**Set tasks**
(1) Copy the passage on prefab housing word for word from "Hand in hand" to "overseas for years.".
(2) In the rows, swap "chrome" for "brushed nickel" and give back only the lines from the line with "window for real-time telestration." to the line with "[84,292,113,301]", leaving everything else unchanged.

**Supplied passage**
++++

This ongoing activity has convinced Yorkon to dedicate a production line to manufacturing modules purely for housing projects, although it acknowledges that the housebuilding industry has not yet learned to love prefab.

"After Murray Grove, we were inundated with people coming to us and asking us to modularise schemes, but that is not the way to do it," says Jenkins. "Developers have to come to us with a clean sheet of paper and buy in to the process. Before Murray Grove, about 10% of the profession were prepared to get an understanding of what we were doing. Now it is 25%, but that still leaves 75% who are not prepared to understand."

"Things are changing," agrees innovation consultant Tony Redhead, whose company, Redex Consultancy, helped bring Dutch technology to Southern Housing Group's Nightingale Estate project in Hackney, east London. "But change is slow because people are afraid of bearing the cost of lower productivity while they go through the learning curve of new systems. Contractors' quantity surveyors are too inclined to just look at cost per item."

Hand in hand with the gradual increase in demand is coming a more rapid increase in supply of technology. UK building products companies are now more eager to introduce new systems, many of which have been available overseas for years.

"We couldn't have brought the Jamera prefab system here five years ago – the environment then was different," says Ian Exall, marketing manager of aircrete blockmaker H+H Celcon, which is about to start UK production of the aircrete floor and wall panel system that its Finnish counterparts have been selling for 20 years.

"It's a turnaround from two to three years ago when people didn't have a choice," says MTech's Richards. "We have just carried out an analysis of light-steel framing and found 11 companies capable of supplying to housing projects. There is so much motivation and drive coming out of the steel frame sector." And costs, he says are coming down.

++++

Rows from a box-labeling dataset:

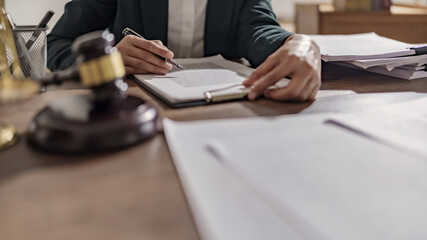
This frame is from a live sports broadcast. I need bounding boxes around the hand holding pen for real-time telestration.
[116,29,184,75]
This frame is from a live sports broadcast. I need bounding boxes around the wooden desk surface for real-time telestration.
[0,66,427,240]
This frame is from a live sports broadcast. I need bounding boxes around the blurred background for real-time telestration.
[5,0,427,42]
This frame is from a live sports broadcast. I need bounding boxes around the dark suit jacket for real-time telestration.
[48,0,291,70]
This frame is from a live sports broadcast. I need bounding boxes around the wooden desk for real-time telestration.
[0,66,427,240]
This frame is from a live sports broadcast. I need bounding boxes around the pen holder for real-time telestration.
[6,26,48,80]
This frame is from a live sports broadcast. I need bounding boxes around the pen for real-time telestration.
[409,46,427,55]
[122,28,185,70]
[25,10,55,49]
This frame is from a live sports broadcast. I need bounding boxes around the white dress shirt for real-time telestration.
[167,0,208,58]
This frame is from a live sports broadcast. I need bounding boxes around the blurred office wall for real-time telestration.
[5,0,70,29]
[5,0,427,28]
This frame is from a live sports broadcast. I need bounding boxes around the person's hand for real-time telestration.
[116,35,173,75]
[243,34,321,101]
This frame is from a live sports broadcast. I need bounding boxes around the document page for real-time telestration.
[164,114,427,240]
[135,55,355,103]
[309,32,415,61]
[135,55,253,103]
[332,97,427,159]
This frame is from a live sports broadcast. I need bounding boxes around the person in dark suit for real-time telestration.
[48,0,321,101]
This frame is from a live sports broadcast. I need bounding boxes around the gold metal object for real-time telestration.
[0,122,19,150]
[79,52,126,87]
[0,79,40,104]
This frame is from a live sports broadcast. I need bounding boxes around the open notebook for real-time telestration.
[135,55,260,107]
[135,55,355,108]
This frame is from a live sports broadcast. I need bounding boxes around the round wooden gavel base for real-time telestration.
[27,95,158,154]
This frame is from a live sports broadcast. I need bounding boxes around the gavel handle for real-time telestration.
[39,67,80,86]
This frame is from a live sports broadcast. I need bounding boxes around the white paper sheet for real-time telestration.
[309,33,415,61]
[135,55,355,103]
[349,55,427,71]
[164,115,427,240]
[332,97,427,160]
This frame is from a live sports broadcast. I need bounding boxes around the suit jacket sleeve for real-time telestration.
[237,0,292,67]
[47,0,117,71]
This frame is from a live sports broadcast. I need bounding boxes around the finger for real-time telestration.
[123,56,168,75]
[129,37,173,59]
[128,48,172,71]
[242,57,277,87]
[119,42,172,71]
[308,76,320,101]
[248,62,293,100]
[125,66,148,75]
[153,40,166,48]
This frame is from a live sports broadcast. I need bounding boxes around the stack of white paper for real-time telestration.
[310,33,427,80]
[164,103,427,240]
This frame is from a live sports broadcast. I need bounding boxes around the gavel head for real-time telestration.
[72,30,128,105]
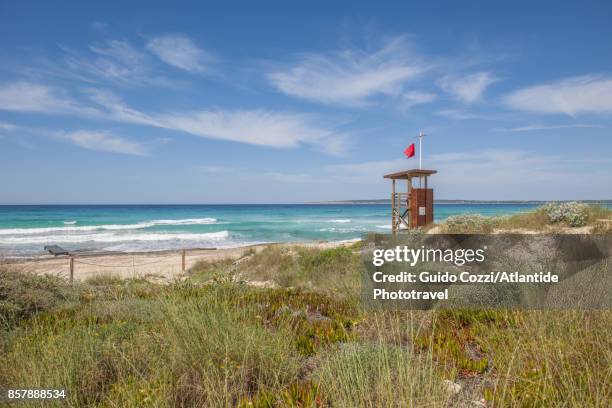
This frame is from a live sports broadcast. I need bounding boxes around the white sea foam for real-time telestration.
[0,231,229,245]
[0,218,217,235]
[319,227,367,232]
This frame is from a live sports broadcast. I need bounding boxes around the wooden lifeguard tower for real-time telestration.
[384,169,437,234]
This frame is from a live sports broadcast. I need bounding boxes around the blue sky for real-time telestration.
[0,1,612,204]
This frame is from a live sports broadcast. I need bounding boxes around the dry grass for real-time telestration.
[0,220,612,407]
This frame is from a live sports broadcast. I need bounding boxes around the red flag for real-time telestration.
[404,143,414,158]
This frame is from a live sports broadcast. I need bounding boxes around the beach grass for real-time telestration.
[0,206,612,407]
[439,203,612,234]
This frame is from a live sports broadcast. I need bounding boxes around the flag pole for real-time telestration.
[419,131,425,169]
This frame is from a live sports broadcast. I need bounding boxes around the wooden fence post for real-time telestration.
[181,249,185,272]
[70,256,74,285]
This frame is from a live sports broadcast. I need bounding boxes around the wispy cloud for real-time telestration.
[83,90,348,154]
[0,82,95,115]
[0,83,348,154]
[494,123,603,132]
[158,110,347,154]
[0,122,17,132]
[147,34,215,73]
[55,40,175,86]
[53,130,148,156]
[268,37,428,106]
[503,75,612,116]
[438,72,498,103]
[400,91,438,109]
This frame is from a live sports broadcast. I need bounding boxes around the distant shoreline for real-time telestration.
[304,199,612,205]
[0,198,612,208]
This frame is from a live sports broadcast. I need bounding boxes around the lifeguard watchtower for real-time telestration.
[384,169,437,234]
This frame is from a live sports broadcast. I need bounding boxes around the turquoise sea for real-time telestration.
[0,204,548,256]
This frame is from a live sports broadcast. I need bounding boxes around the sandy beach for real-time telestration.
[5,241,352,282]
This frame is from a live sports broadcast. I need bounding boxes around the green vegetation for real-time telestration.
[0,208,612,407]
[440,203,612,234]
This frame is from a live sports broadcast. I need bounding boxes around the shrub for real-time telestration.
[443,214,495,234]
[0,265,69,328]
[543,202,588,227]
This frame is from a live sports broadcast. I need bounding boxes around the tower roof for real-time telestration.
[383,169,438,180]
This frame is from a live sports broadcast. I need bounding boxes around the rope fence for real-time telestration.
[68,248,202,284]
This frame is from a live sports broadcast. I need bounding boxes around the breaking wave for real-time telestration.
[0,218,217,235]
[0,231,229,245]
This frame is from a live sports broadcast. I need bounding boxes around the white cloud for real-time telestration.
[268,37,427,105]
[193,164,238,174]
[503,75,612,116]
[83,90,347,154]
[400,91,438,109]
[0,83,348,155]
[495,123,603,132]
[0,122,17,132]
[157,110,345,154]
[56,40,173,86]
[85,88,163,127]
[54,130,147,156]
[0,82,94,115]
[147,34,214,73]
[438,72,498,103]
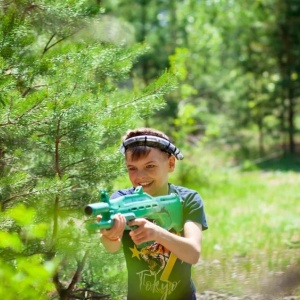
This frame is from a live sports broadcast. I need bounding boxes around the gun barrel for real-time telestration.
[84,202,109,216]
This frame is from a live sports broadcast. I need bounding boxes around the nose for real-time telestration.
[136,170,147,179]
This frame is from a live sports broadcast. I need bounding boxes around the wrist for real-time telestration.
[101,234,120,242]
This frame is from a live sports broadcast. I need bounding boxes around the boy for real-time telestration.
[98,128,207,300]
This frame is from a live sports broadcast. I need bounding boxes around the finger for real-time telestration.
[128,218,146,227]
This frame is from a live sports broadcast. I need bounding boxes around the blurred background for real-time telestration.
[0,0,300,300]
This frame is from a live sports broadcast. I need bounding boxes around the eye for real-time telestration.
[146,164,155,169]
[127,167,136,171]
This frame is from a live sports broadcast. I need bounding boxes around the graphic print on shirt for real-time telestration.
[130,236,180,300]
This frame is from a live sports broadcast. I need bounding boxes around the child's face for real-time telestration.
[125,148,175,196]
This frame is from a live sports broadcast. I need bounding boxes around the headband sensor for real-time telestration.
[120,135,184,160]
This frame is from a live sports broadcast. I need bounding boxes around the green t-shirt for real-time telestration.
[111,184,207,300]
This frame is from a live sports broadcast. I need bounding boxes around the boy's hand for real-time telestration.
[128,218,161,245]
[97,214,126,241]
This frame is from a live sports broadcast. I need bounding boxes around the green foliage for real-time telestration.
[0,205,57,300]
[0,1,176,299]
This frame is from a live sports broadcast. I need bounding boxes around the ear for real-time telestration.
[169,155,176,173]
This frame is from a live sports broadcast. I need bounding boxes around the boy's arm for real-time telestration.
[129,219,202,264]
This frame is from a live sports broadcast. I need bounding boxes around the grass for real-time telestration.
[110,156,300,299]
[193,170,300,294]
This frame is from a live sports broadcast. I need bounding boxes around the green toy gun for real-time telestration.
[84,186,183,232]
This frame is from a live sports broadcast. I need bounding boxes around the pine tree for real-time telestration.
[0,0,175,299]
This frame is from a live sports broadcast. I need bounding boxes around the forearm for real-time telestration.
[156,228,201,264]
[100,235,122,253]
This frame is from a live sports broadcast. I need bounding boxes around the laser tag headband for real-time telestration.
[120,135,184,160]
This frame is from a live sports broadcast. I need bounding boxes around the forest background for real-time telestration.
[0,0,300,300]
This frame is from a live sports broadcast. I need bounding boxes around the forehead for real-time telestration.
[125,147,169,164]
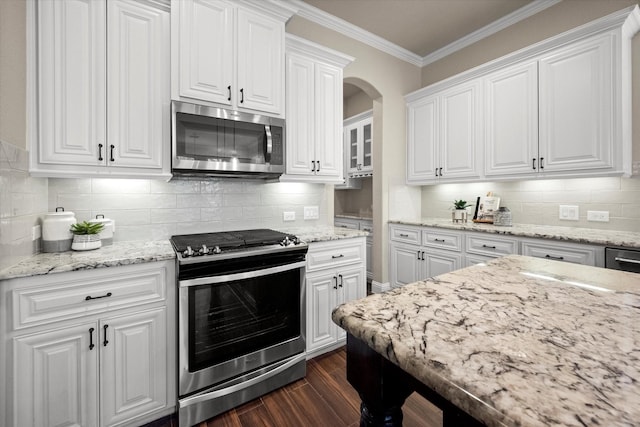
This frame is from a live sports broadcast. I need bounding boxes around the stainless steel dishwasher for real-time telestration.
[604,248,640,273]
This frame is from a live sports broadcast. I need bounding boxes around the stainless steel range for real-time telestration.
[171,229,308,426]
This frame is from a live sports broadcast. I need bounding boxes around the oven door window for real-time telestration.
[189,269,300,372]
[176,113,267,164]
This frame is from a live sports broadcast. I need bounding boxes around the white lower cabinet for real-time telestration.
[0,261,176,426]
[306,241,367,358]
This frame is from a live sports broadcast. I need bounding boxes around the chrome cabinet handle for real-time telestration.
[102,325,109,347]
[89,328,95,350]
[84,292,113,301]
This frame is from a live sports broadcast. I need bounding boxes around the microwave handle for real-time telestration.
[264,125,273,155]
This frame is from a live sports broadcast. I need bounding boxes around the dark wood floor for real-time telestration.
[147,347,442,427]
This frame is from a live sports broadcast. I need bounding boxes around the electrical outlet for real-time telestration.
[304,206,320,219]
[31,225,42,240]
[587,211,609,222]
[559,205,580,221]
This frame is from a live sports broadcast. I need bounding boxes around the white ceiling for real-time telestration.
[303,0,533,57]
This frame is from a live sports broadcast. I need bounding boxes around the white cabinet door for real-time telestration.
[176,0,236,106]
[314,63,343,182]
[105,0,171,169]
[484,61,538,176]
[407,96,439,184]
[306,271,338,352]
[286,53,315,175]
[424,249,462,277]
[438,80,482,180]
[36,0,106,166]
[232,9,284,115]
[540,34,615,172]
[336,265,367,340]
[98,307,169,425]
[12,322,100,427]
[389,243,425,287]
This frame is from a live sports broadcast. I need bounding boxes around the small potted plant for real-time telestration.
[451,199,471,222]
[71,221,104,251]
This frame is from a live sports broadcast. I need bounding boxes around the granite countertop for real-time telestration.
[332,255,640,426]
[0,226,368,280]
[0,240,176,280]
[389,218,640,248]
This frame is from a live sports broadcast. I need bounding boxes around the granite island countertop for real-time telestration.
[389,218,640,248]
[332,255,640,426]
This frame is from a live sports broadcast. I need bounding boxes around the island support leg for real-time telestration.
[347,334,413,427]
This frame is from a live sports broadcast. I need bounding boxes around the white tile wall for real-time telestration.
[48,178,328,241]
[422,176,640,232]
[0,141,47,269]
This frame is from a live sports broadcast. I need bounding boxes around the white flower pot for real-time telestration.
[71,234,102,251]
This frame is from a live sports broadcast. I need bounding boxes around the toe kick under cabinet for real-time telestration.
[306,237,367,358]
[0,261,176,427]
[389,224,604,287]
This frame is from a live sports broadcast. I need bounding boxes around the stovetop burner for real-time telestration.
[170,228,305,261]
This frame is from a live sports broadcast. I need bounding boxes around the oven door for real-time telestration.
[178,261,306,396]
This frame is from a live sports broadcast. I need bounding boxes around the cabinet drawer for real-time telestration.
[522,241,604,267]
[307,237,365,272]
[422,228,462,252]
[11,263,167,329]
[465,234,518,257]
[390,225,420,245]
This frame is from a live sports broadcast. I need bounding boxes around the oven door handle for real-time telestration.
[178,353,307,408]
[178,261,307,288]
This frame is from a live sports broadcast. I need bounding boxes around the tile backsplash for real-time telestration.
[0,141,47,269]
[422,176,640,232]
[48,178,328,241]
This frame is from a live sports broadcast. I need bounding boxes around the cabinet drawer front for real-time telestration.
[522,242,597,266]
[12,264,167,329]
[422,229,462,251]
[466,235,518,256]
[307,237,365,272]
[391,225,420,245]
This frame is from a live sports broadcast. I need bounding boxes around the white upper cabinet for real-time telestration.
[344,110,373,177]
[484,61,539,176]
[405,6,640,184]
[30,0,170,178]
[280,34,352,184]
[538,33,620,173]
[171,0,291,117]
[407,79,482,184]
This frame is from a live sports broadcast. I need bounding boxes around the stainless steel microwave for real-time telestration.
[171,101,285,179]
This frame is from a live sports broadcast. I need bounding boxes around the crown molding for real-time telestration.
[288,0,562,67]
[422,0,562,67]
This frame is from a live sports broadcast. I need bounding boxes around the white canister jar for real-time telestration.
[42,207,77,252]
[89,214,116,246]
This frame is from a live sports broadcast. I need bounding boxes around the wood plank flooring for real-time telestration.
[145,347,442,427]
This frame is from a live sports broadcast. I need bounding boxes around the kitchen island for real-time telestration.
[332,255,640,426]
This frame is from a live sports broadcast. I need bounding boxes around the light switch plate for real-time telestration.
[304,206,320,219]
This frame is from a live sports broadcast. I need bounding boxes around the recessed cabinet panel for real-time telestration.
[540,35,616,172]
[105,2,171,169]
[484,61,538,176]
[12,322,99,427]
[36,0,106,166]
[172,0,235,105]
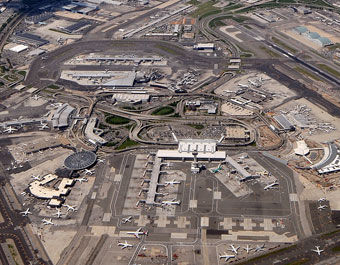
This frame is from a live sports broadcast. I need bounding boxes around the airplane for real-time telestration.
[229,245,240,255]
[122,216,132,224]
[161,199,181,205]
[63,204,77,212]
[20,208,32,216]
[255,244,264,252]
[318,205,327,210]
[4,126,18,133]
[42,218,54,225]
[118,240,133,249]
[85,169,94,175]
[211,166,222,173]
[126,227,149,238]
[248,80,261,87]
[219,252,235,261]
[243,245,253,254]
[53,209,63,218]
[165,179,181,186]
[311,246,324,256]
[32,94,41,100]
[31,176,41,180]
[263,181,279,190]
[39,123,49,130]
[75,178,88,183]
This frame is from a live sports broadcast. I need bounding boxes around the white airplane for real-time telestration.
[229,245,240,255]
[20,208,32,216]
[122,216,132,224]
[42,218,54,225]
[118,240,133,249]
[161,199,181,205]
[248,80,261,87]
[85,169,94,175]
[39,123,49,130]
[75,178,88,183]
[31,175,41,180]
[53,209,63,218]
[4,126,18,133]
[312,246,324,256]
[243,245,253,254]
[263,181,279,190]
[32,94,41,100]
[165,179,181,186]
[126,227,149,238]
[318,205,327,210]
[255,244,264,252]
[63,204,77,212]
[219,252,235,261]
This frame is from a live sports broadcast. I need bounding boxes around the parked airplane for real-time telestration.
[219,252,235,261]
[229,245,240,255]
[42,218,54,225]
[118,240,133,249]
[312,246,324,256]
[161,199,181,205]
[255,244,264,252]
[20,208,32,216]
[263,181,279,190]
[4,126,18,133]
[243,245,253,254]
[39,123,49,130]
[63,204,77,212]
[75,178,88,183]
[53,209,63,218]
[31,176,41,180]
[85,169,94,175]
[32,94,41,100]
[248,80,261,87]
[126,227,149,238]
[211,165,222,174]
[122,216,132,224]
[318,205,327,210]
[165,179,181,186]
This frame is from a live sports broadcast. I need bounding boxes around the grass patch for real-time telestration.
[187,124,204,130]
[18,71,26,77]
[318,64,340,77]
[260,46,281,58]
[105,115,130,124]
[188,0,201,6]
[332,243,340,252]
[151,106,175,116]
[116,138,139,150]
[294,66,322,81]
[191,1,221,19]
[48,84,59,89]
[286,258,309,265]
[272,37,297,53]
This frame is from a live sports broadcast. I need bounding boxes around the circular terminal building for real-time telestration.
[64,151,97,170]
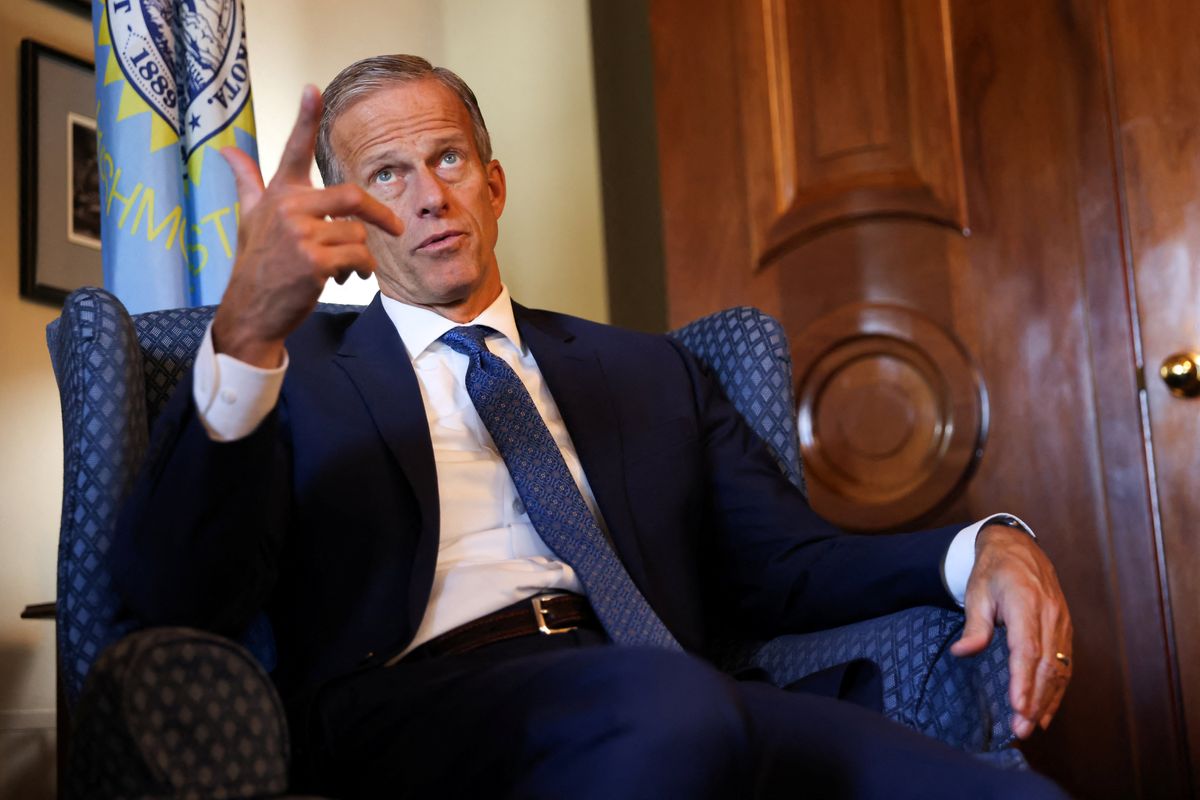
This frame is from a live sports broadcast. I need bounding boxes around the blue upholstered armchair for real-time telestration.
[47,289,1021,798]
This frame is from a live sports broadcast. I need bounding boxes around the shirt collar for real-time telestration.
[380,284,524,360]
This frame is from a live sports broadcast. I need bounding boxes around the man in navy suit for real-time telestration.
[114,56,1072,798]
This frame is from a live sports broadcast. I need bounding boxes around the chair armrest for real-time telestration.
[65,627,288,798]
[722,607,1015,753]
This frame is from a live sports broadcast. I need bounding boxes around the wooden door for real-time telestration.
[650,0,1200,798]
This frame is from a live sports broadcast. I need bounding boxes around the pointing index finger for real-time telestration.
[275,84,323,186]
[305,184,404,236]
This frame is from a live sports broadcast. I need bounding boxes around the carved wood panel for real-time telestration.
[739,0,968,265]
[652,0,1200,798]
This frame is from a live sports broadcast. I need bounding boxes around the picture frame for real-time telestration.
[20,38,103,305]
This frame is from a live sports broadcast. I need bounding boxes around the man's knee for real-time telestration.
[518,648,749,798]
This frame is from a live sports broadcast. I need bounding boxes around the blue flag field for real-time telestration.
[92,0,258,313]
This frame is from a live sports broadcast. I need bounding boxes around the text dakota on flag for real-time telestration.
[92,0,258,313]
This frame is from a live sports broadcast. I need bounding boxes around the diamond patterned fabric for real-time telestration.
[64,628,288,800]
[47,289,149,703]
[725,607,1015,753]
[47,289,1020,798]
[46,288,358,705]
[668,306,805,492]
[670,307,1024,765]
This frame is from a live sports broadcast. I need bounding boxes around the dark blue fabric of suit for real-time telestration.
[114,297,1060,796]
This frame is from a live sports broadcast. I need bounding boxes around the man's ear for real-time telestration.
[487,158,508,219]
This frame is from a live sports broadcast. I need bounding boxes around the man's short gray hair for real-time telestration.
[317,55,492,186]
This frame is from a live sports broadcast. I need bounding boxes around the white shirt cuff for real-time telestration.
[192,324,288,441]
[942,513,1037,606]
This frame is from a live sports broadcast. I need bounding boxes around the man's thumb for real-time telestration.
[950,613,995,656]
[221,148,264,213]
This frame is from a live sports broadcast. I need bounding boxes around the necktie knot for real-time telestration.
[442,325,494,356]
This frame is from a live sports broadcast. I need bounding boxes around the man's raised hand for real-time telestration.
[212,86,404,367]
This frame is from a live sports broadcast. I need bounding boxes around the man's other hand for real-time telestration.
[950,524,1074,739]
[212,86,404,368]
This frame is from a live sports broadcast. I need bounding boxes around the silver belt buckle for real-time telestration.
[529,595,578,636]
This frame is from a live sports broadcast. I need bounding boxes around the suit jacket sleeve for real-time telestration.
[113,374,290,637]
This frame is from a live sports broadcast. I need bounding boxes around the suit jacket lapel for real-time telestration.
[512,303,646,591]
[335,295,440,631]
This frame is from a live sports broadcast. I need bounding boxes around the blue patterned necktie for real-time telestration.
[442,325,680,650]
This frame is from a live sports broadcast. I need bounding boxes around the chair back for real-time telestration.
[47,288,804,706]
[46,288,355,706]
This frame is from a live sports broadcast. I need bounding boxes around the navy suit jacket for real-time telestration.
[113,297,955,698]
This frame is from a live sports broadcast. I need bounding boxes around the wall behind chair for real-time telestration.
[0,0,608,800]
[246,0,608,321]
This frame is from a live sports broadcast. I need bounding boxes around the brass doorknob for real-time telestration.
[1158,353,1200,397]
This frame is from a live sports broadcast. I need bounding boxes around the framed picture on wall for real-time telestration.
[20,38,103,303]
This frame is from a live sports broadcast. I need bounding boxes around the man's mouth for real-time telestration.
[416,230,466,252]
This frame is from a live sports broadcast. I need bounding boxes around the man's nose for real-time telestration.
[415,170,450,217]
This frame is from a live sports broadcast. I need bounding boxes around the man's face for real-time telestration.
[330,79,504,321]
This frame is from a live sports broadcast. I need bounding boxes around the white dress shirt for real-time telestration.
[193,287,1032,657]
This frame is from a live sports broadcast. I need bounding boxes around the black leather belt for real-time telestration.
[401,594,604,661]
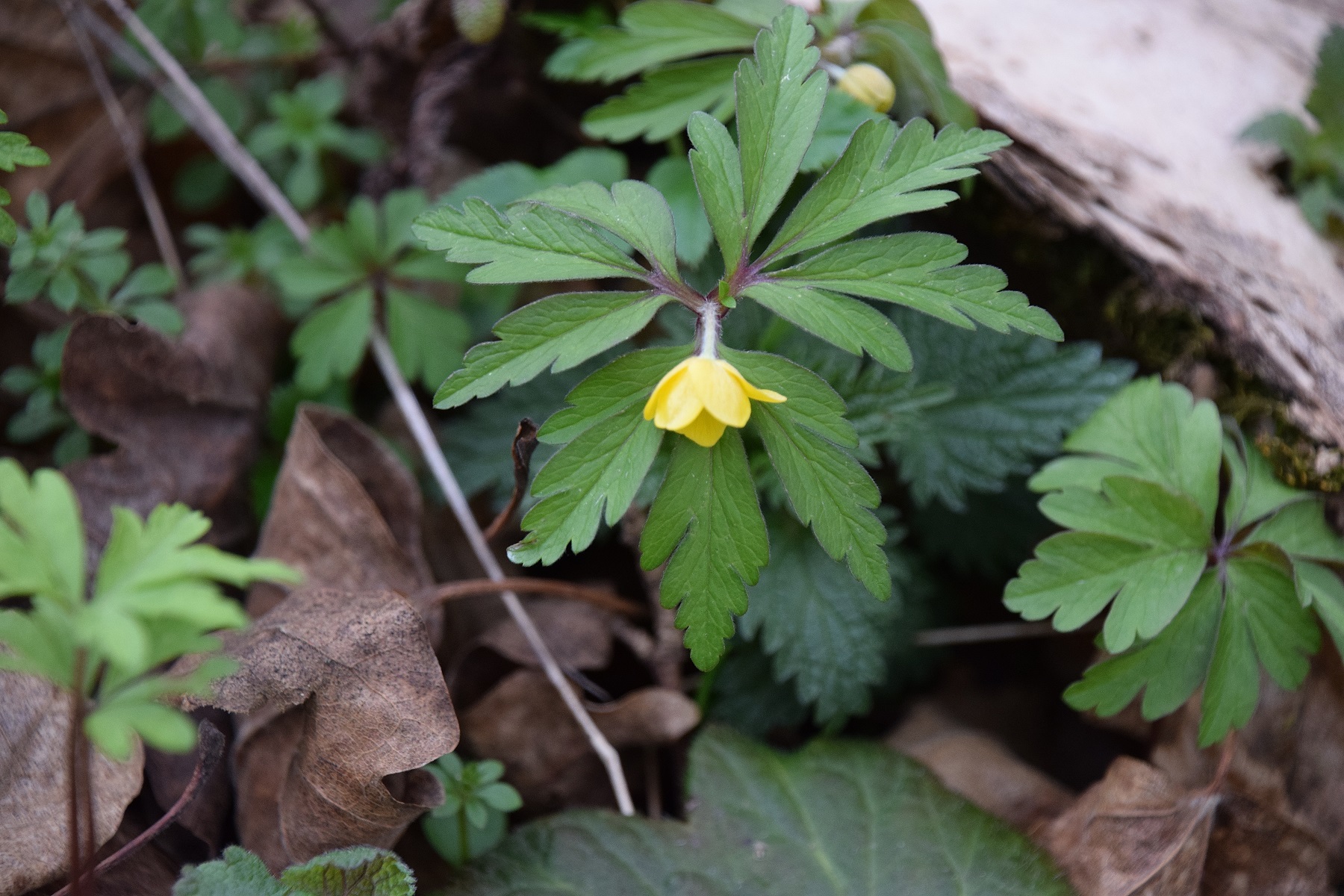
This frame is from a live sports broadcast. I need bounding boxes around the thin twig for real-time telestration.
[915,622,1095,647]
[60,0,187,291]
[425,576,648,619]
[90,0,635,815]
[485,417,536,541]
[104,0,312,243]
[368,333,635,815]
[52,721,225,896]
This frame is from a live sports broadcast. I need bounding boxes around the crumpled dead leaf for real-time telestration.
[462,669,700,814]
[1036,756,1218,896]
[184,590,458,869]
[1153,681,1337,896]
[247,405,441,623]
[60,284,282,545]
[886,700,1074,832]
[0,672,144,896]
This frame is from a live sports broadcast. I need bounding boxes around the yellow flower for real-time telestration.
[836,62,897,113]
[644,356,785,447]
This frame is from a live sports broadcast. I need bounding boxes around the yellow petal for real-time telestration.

++++

**Task solutions**
(1)
Hand in hand with the gradual increase in demand is coming a more rapid increase in supply of technology. UK building products companies are now more eager to introduce new systems, many of which have been available overseas for years.

(2)
This frame is from a live sports broadcast. I need bounding boxes around the oven door window for real-time telestration.
[189,269,300,372]
[176,113,267,164]
This frame is from a live sports broadcast. I need bounding boxes around the white lower cabinet for real-time telestration.
[0,261,176,426]
[306,241,367,358]
This frame is from a live sports broadcast. I need bounding boxes around the brushed nickel cabinet handle for real-time telestration.
[102,325,109,347]
[89,328,95,350]
[84,292,113,301]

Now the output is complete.